Data items:
####

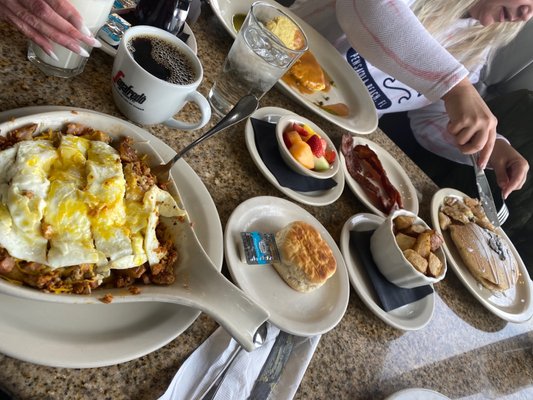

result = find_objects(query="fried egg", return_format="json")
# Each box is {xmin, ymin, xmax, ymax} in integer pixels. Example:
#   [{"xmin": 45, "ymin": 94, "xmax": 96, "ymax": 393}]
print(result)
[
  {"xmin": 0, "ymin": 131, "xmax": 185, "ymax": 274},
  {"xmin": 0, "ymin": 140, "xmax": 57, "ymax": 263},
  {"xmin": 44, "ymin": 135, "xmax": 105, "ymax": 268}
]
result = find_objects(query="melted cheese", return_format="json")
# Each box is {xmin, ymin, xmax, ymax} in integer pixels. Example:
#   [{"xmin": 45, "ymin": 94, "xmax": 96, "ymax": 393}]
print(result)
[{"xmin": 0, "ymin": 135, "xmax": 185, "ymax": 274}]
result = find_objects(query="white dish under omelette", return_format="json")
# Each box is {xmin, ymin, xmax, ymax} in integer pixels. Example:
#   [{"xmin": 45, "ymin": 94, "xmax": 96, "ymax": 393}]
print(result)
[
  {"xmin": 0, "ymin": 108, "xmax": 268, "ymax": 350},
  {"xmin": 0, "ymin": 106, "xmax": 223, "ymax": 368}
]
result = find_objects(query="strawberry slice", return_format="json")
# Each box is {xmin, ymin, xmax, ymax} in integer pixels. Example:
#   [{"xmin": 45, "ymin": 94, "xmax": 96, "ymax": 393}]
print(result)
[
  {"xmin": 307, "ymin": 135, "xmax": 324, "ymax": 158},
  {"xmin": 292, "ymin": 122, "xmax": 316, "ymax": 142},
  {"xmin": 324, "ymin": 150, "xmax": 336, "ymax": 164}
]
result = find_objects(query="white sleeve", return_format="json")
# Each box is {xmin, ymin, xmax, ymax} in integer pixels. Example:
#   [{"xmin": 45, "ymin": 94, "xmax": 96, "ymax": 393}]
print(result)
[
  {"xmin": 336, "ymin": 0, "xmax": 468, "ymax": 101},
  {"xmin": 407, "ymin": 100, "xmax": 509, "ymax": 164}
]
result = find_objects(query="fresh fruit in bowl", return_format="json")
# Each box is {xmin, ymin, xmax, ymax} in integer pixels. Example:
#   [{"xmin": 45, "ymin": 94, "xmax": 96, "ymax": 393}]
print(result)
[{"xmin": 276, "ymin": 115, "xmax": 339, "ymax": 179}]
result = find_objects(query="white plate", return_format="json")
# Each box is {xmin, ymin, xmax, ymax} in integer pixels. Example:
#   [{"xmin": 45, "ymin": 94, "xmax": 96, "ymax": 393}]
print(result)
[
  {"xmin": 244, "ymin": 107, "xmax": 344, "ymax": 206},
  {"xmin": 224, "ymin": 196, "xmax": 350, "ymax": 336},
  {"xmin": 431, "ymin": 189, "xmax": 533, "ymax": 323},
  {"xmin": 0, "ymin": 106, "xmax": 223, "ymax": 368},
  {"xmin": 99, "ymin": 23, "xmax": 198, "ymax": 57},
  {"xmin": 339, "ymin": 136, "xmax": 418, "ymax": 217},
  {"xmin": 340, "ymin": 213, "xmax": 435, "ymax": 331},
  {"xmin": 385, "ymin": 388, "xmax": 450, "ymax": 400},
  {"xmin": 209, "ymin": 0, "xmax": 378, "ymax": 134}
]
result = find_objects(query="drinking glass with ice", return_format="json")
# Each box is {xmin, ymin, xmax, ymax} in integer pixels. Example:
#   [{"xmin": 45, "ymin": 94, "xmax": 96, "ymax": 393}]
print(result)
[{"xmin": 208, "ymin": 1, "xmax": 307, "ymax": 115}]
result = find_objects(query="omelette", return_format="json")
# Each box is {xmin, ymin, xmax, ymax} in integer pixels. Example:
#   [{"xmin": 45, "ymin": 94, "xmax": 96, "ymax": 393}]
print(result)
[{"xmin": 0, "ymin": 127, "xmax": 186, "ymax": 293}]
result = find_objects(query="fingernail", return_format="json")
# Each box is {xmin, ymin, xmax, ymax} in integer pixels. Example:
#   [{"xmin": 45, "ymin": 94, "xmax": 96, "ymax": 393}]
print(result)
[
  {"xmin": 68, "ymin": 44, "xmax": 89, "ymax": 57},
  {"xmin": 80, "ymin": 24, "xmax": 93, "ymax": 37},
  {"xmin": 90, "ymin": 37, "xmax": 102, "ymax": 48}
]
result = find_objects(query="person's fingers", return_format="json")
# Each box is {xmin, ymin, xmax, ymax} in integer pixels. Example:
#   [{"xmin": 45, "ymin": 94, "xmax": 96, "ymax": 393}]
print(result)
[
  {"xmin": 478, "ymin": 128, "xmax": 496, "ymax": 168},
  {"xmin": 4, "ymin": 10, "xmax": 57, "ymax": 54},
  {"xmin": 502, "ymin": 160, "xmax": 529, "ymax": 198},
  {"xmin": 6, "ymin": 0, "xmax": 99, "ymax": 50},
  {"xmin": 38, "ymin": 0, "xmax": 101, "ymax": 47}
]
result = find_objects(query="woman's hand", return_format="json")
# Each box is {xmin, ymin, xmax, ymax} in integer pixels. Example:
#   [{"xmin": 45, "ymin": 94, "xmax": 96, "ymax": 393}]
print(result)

####

- EXERCISE TASK -
Pick out every line above that contains the word "omelette", and copy each one in full. Case counts.

- COMPLETE OUTPUT -
result = find_objects(query="white dish under omelette", return_format="json")
result = find_objects(query="omelette", return_format="json")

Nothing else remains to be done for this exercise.